**TRECHO DA PÁGINA:**

Um estudo feito por pesquisadores da Universidade Federal de São Paulo (Unifesp) e colaboradores de países europeus, como Inglaterra e Itália,  revela um possível novo mecanismo de ação do medicamento heparina no tratamento do coronavírus. O estudo foi divulgado na revista de ciência bioRxiv.

As análises revelam que o anticoagulante tem a capacidade de inibir distúrbios de coagulação em organismos que forem infectados pelo Covid-19, já que o vírus pode afetar vasos do pulmão e como consequência prejudicar a oxigenação. A heparina também pode ser capaz de dificultar que o novo coronavírus entre nas células, desta forma, o medicamento tem a possibilidade de oferecer uma barreira contra o ataque do vírus no corpo humano.

O medicamento usado para verificar os efeitos no tratamento do coronavírus, é um anticoagulante de uso injetável, que previne a formação de trombos, sendo indicada para o tratamento e prevenção de trombose arteriovenosas e embolia pulmonar. A sua manipulação deve ser realizada por um enfermeiro ou médico, através de uma injeção na pele ou na veia, sendo de uso exclusivamente hospitalar.

Os testes de laboratório realizados pelos pesquisadores foram feitos em linhagem celular proveniente do rim do macaco- verde africano (Cercopithecus), o resultado foi a redução em 70% a invasão das células após a administração da heparina.

**LISTA DE TAREFAS:**
**A.** De acordo com o trecho sobre a heparina no tratamento do coronavírus, explique em uma a três frases por que é relevante que o anticoagulante consiga inibir distúrbios de coagulação em organismos infectados pela Covid-19.
**B.** Traduza para o inglês esta frase do trecho sobre a heparina: "A sua manipulação deve ser realizada por um enfermeiro ou médico, através de uma injeção na pele ou na veia, sendo de uso exclusivamente hospitalar."
**C.** Retome o texto sobre a heparina no tratamento do coronavírus a partir do ponto em que ele termina.

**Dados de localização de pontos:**
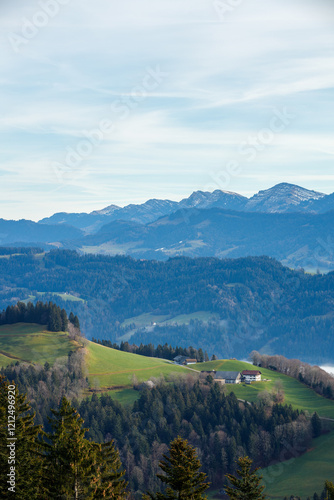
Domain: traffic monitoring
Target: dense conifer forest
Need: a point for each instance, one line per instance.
(252, 300)
(48, 314)
(218, 425)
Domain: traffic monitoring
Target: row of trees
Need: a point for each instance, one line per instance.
(218, 425)
(255, 300)
(313, 376)
(62, 463)
(41, 313)
(161, 351)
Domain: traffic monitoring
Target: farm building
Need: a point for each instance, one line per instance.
(251, 375)
(184, 360)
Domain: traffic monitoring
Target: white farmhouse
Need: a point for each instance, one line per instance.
(251, 375)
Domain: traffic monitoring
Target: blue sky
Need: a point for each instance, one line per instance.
(111, 102)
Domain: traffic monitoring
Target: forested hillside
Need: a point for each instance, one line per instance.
(247, 303)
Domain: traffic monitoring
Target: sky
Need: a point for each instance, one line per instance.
(111, 102)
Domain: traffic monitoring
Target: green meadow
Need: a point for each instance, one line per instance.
(304, 475)
(296, 393)
(32, 343)
(109, 368)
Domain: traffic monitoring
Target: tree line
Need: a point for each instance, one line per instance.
(254, 299)
(41, 313)
(312, 376)
(161, 351)
(218, 425)
(64, 463)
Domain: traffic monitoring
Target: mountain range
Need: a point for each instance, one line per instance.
(281, 198)
(287, 222)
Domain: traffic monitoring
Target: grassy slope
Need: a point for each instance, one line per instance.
(32, 343)
(296, 394)
(147, 319)
(110, 368)
(304, 475)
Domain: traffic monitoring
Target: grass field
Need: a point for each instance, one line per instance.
(147, 319)
(32, 343)
(296, 394)
(109, 368)
(67, 297)
(304, 475)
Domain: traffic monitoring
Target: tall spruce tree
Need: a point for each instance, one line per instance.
(330, 488)
(109, 476)
(182, 477)
(70, 458)
(25, 457)
(248, 486)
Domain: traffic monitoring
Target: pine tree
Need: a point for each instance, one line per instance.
(182, 476)
(27, 460)
(330, 488)
(109, 476)
(64, 320)
(249, 486)
(76, 323)
(316, 425)
(70, 458)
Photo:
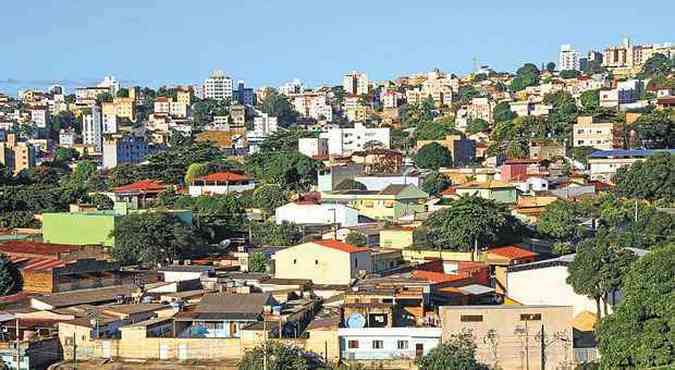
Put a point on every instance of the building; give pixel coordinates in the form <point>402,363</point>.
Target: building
<point>218,86</point>
<point>342,140</point>
<point>599,135</point>
<point>510,336</point>
<point>126,149</point>
<point>390,203</point>
<point>355,83</point>
<point>322,262</point>
<point>568,59</point>
<point>604,163</point>
<point>92,128</point>
<point>221,183</point>
<point>314,213</point>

**RESPOSTAS DAS TAREFAS:**
**A.** Isso é relevante porque o vírus pode afetar vasos do pulmão. Como consequência, pode prejudicar a oxigenação.

**B.** It must be handled by a nurse or a doctor, through an injection into the skin or a vein, and it is for hospital use only.

**C.**
A professora da Unifesp e coordenadora do projeto pelo Brasil, Helena Nader, disse em entrevista para Agência Fapesp que a heparina pode prevenir várias infecções virais, entre elas o coronavírus.

“Existiam indícios de que a heparina, que é um fármaco que desempenha várias funções farmacológicas, também tinha capacidade de prevenir infecções virais, incluindo por coronavírus, mas as evidências não eram muito robustas. Conseguimos comprovar essa propriedade do medicamento em ensaios in vitro”.

Análises da heparina no tratamento do coronavírus

A pesquisadora estuda há mais de 40 anos os glicosaminoglicanos que é uma classe de carboidratos complexos à qual a heparina pertence. Ela desenvolveu as primeiras heparinas de baixo peso molecular, usadas clinicamente como agentes anticoagulantes e antitrombóticos, inclusive em pacientes contaminados pelo novo coronavírus.

Descobriu-se também que o medicamento é multialvo, o que quer dizer que além do seu efeito na prevenção da coagulação do sangue pode se ligar a diversas proteínas. Entre elas, fatores de crescimento e citocinas que se ligam a receptores específicos na superfície de células-alvo.

A ideia dos pesquisadores da Unifesp de fazer as análises mais profundas surgiu com a pandemia. Eles avaliaram se a proteína de superfície do novo coronavírus responsável pela infecção das células – chamada proteína spike – se liga à heparina, uma vez que a molécula do fármaco tem estrutura muito semelhante à do heparam sulfato.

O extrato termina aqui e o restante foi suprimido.